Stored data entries
········
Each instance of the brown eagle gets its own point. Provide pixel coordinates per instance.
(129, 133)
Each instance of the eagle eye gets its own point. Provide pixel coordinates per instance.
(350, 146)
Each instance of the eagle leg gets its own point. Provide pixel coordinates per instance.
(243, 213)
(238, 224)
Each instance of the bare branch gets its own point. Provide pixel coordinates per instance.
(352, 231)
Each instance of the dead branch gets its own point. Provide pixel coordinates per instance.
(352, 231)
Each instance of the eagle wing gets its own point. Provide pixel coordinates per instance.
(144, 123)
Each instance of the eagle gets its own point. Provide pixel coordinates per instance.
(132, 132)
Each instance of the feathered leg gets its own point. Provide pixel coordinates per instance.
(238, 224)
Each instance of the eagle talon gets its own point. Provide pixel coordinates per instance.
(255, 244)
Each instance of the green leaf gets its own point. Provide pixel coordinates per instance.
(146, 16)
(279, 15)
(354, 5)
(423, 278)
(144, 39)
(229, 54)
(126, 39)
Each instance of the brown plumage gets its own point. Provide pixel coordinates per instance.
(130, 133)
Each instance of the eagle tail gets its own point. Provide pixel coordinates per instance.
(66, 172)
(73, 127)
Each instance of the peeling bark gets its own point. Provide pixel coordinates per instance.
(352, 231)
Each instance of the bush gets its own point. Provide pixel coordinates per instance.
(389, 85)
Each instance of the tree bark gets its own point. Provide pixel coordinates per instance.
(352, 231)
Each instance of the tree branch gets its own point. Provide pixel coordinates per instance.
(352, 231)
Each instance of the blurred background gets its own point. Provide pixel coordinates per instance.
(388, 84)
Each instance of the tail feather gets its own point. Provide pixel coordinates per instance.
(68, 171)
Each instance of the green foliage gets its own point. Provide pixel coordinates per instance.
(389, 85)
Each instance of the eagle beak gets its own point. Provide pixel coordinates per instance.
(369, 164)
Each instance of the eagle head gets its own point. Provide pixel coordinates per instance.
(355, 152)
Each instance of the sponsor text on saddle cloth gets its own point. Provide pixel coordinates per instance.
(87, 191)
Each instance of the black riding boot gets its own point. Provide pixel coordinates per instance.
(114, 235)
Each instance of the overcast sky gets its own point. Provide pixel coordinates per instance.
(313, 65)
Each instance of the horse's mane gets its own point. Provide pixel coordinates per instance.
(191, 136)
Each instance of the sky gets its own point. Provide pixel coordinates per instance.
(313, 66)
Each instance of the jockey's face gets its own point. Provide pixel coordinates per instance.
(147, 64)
········
Repeat every one of the lines above word for word, in the same order.

#### WRITTEN RESPONSE
Each instance of the brown eagle gets its own point. Provide pixel coordinates per instance.
(129, 133)
Each instance of the eagle eye gets its own point. Provide pixel coordinates per instance.
(350, 146)
Each instance of the eagle leg gets its own point. Provide pixel coordinates per instance.
(243, 213)
(238, 224)
Each instance of the bare branch gets its own point. Provide pixel coordinates per instance.
(352, 231)
Each instance of the dead branch gets its own point. Provide pixel coordinates per instance.
(352, 231)
Each instance of the eagle wing gets its own point. Provide pixel coordinates per instance.
(144, 123)
Each instance of the eagle gets its own point. Provide pixel coordinates per instance.
(132, 132)
Each instance of the feathered leg gets its own point. Provide pixel coordinates per instance.
(238, 224)
Each instance of the eagle talon gets its own point. Provide pixel coordinates per instance.
(255, 244)
Each instance of the green leaf gets its own point. Provide pixel coordinates per instance.
(146, 16)
(279, 15)
(354, 5)
(423, 278)
(144, 39)
(229, 54)
(126, 39)
Each instance of the brown plumage gets its own point. Provide pixel coordinates per instance.
(130, 133)
Each instance of the eagle tail gets its own point. Provide pixel coordinates per instance.
(66, 172)
(73, 127)
Each instance of the peeling bark gets its own point. Provide pixel coordinates per instance.
(352, 231)
Each instance of the bush gets its own point. Provide pixel coordinates per instance.
(389, 85)
Each instance of the tree bark gets its own point. Provide pixel coordinates per instance.
(352, 231)
Each instance of the tree branch gets its own point. Provide pixel coordinates per instance.
(352, 231)
Each instance of the blurred background gets its own point. Provide pixel coordinates per instance.
(388, 84)
Each instance of the tail feather gets its own point. Provide pixel coordinates per instance.
(68, 171)
Each instance of the green foliage gets its own point. Provide pixel coordinates per instance.
(389, 85)
Each instance of the eagle beak gets its own point. Provide pixel coordinates per instance.
(369, 164)
Each instance of the eagle head gets its own point. Provide pixel coordinates per instance.
(355, 152)
Each instance of the sponsor text on saddle cloth gets its own point. Provide pixel coordinates per instance.
(87, 191)
Each instance of the black riding boot gets its own point. Provide pixel coordinates per instance.
(114, 235)
Each instance of the overcast sky gets its own point. Provide pixel coordinates per instance.
(313, 65)
Each instance of the horse's mane gets its own point. Provide pixel coordinates per instance.
(191, 136)
Each instance of the sky gets its own point. Provide pixel coordinates per instance.
(313, 66)
Each instance of the jockey's face gets its own point. Provide pixel coordinates per instance.
(147, 64)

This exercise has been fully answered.